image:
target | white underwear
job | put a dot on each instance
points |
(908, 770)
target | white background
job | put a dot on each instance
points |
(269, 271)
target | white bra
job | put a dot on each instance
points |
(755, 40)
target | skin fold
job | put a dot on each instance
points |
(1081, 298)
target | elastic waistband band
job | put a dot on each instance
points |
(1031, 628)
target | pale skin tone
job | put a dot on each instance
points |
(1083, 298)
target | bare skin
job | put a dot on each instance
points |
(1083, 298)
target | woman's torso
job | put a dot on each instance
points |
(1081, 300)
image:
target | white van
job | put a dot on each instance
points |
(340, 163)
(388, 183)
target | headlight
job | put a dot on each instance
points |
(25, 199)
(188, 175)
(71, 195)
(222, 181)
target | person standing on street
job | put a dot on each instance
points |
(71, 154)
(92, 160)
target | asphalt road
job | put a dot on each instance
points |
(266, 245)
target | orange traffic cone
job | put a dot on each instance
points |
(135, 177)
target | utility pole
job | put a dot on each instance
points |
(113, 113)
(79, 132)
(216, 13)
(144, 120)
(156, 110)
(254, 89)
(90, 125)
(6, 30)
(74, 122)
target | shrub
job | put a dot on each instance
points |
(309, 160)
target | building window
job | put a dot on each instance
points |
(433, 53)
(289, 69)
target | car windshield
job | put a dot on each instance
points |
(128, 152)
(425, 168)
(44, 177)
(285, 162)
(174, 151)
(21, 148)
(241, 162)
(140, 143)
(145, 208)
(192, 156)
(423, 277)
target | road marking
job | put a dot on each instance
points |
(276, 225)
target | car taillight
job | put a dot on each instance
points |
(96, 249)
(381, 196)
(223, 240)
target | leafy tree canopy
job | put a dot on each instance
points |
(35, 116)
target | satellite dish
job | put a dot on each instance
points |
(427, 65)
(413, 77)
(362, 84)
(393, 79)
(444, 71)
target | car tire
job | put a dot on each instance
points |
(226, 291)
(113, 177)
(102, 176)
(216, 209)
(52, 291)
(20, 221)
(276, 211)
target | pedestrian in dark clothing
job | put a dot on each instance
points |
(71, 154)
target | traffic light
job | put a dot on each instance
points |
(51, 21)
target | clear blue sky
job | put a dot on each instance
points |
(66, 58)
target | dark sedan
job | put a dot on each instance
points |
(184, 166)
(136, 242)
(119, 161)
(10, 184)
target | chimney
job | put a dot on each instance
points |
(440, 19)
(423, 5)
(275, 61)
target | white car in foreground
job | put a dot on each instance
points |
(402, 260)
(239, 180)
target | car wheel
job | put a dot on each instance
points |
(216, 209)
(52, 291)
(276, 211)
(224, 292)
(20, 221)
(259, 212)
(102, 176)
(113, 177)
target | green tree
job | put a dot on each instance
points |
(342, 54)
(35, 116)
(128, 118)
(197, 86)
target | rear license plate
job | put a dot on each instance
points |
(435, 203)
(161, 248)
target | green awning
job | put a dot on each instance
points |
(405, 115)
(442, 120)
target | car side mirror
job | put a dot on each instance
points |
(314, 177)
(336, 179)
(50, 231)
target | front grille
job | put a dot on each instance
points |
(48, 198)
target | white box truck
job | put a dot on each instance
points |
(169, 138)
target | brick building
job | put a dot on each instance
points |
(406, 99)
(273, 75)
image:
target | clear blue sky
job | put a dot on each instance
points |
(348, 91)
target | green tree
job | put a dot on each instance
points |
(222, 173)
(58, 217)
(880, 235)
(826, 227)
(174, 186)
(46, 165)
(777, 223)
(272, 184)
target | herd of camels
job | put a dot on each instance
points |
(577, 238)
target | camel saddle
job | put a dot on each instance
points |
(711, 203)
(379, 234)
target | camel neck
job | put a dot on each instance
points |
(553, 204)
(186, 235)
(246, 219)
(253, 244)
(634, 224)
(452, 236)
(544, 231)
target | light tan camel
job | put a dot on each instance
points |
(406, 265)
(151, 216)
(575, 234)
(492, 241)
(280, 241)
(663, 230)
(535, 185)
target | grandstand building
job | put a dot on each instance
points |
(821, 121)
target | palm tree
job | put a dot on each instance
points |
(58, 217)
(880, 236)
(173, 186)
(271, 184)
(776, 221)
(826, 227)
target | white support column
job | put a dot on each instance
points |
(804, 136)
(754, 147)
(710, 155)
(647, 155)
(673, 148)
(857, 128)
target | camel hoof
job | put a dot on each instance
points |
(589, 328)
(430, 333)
━━━━━━
Problem statement
The response should consist of all the entries, transcribed exactly.

Final answer
image:
target | white underwear
job | put a dot on each instance
points |
(908, 770)
target | white background
job | put a dot on each instance
points |
(269, 271)
target | white bra
job | put a dot on each instance
points |
(755, 40)
target | skin fold
job | put a dot on each instance
points |
(1081, 298)
target | elastic waistband band
job | put a dot on each instance
points |
(1031, 628)
target | pale skin tone
job | put a dot on each instance
points |
(1083, 298)
target | bare skin
job | put a dot on each instance
points |
(1083, 298)
target | woman's torso
job | put a dot on each instance
points |
(1081, 300)
image:
target | white van
job | put a dot on each instance
points |
(340, 163)
(388, 183)
target | headlight
job | put a dot on each instance
points |
(25, 199)
(188, 175)
(71, 195)
(222, 181)
target | person standing on street
job | put a dot on each instance
points |
(71, 154)
(92, 160)
target | asphalt road
job | put a dot on each instance
points |
(266, 245)
target | orange traffic cone
job | put a dot on each instance
points |
(135, 177)
target | utility pole
job | put a dot on each instance
points |
(113, 113)
(79, 132)
(216, 13)
(144, 120)
(156, 110)
(254, 89)
(90, 125)
(6, 30)
(74, 122)
target | shrub
job | put a dot on each instance
points |
(309, 160)
target | building window
job | put a dot on each instance
points |
(433, 53)
(289, 69)
target | car windshield
job | put a dot on each instance
points |
(128, 152)
(425, 168)
(44, 177)
(285, 162)
(174, 151)
(21, 148)
(241, 162)
(140, 143)
(145, 208)
(192, 156)
(423, 277)
target | road marking
job | put a dot on each instance
points |
(276, 225)
target | car taillight
job | put a dot on each instance
points |
(96, 249)
(381, 196)
(223, 240)
target | leafy tree canopy
job | put a dot on each instance
points |
(35, 116)
target | satellite dish
job | put a dot on each instance
points |
(427, 65)
(413, 77)
(362, 84)
(393, 79)
(444, 71)
target | car tire
job | put a dot on each instance
points |
(226, 291)
(113, 177)
(102, 176)
(216, 209)
(52, 291)
(20, 221)
(276, 211)
target | pedestrian in dark clothing
job | put a dot on each instance
points |
(71, 154)
target | traffic light
job | put a dot on each instance
points |
(51, 21)
target | clear blue sky
job | put a dot on each instance
points |
(66, 58)
target | dark sedan
job | put a dot on each instance
points |
(184, 166)
(136, 242)
(119, 161)
(10, 184)
target | chimney
job | put a dot on each instance
points |
(440, 19)
(423, 5)
(275, 61)
target | white car in foreground
job | put a dot on each instance
points |
(402, 260)
(239, 180)
target | car wheel
job | put a dot on each instance
points |
(216, 209)
(52, 291)
(276, 211)
(224, 292)
(20, 221)
(259, 212)
(102, 176)
(113, 177)
target | green tree
job | put a dot on each instance
points |
(342, 54)
(35, 116)
(128, 118)
(197, 86)
target | rear license plate
job | put a dot on each instance
points |
(435, 203)
(161, 248)
target | green awning
job | put a dot on each instance
points |
(405, 115)
(442, 120)
target | car side mirror
job | put a dot on each instance
points |
(314, 177)
(336, 179)
(50, 231)
target | front grille
job | put a dot on each instance
points |
(48, 198)
target | white box truck
job | put a dot on each instance
points |
(169, 138)
target | brick building
job | put a dot on each instance
points |
(406, 99)
(273, 75)
image:
target | clear blue sky
job | put a dot on each instance
points |
(348, 91)
target | green tree
job | put a dot on each instance
points |
(222, 173)
(58, 217)
(880, 235)
(826, 227)
(174, 186)
(46, 165)
(777, 223)
(272, 184)
target | herd of camels
job | put a dot on each instance
points |
(577, 238)
target | camel saddle
job | put a dot on each instance
points |
(711, 203)
(379, 234)
target | camel neck
job | put a dot on each instance
points |
(553, 204)
(186, 235)
(246, 219)
(253, 244)
(634, 224)
(452, 236)
(544, 231)
target | light tan camel
job | put a dot on each instance
points |
(406, 265)
(151, 216)
(575, 234)
(492, 241)
(280, 241)
(663, 230)
(535, 185)
target | grandstand building
job | put a dot on each instance
points |
(821, 121)
target | palm tree
job | put a dot on each instance
points |
(58, 217)
(880, 236)
(173, 186)
(271, 184)
(776, 221)
(826, 227)
target | white support column
job | put a dot on each instance
points |
(804, 136)
(754, 147)
(710, 155)
(647, 155)
(673, 148)
(857, 128)
target | camel hoof
job | put a dot on each instance
points |
(589, 328)
(430, 333)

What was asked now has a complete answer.